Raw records
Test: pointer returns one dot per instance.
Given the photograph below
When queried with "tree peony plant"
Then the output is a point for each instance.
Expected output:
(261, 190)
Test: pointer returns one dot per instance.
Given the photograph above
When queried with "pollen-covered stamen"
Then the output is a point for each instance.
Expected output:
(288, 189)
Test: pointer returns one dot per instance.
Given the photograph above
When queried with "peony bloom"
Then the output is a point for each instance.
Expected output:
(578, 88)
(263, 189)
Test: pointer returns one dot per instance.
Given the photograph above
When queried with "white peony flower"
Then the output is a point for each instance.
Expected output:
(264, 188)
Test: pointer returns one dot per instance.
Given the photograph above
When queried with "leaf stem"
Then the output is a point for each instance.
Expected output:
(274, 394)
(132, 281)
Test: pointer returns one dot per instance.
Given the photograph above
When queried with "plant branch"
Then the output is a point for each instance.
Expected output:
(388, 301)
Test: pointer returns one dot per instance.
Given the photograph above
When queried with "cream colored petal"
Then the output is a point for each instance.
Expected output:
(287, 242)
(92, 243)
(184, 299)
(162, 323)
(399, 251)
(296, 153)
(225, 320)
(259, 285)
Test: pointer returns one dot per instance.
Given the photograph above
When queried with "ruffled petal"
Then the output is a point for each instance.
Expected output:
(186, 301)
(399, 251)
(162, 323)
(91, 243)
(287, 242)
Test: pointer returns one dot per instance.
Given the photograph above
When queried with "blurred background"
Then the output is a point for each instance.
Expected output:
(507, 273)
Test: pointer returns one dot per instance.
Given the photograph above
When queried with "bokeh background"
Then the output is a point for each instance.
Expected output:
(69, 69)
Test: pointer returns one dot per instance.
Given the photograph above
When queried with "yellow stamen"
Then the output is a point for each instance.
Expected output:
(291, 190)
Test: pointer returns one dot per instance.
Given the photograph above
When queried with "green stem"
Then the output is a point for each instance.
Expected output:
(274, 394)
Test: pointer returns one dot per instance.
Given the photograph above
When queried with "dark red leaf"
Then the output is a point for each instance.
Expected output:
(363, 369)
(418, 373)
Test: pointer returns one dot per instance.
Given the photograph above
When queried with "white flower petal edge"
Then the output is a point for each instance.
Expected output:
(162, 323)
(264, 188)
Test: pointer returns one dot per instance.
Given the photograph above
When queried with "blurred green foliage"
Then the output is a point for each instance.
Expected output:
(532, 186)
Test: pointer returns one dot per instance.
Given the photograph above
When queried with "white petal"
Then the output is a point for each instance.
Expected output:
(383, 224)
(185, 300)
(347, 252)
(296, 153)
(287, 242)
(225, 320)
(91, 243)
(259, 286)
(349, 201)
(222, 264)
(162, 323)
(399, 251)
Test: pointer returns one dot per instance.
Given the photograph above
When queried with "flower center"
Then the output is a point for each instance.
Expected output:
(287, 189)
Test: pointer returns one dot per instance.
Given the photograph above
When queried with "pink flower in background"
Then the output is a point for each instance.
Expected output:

* _GOAL_:
Write the data back out verbatim.

* _SOLUTION TO THIS TASK_:
Test: pointer returns one dot per instance.
Given the photograph below
When queried with "tree peony plant"
Then the output is a point for each instance.
Expected output:
(261, 190)
Test: pointer returns one dot per instance.
Given the photograph above
When queried with "pollen-covered stamen"
Then the output is a point for each instance.
Expected output:
(288, 189)
Test: pointer returns one dot per instance.
Given the photograph above
When queried with "peony bloom"
Then the output is a point for each instance.
Expected output:
(578, 88)
(263, 189)
Test: pointer returns one dot per instance.
Given the photograph above
When queried with "white peony flower"
Then the output is a point for each instance.
Expected output:
(264, 188)
Test: pointer returns one dot per instance.
Given the photograph above
When queried with "leaf stem"
Then the output is a point for each instance.
Expected output:
(274, 394)
(132, 281)
Test: pointer returns one dot per instance.
Given the photograph above
When queried with "plant branch"
Then the output is a point for each instance.
Expected output:
(388, 301)
Test: pointer returns one dot per instance.
Given the photograph above
When queried with "cream colored petal"
Then the output is a point for each instance.
Expected output:
(287, 242)
(92, 243)
(184, 299)
(162, 323)
(399, 251)
(296, 153)
(225, 320)
(259, 285)
Test: pointer returns one dot per instance.
Given the photograph above
When queried with "ruffled petal"
Then the output is a point for each instance.
Expected output:
(186, 301)
(399, 251)
(162, 323)
(91, 243)
(287, 242)
Test: pointer returns one dot per instance.
Given the photograph above
When queried with "blurred background"
Then the output is a point for each instance.
Expected output:
(507, 273)
Test: pointer returns one dot per instance.
Given the photograph above
When queried with "bokeh background"
Then the output is a point for each instance.
Expected output:
(69, 69)
Test: pointer returns one dot per instance.
Given the photograph above
When queried with "yellow stamen"
Then the output is a point for each instance.
Expected output:
(291, 190)
Test: pointer returns one dot per instance.
Given the photograph above
When queried with "green stem"
Then the output is a point for each instance.
Expected output:
(274, 394)
Test: pointer returns one dot per instance.
Given the photograph above
When queried with "dark red leaf"
Then the output is a point for each instance.
Expected output:
(363, 369)
(418, 373)
Test: pointer returns one dot per instance.
Given the photograph above
When queried with "white flower petal edge"
Then the output is a point for each instance.
Expected output:
(162, 323)
(264, 188)
Test: pointer returns one dot per instance.
Given the photograph above
When queried with "blurred green foliage"
Then the output is a point for each instance.
Expected output:
(532, 186)
Test: pointer returns one dot per instance.
Given the photograph above
When queried with "white petal"
Then the output is a point for each instance.
Expected output:
(383, 224)
(185, 300)
(347, 252)
(296, 153)
(287, 242)
(225, 320)
(91, 243)
(259, 286)
(349, 201)
(222, 264)
(162, 323)
(399, 251)
Test: pointer returns one dot per instance.
Given the photograph above
When queried with "flower center"
Then the output is a point for each instance.
Expected output:
(287, 189)
Test: pointer returns one dot per instance.
Given the photograph above
When queried with "pink flower in background"
Then the output is a point for each instance.
Expected output:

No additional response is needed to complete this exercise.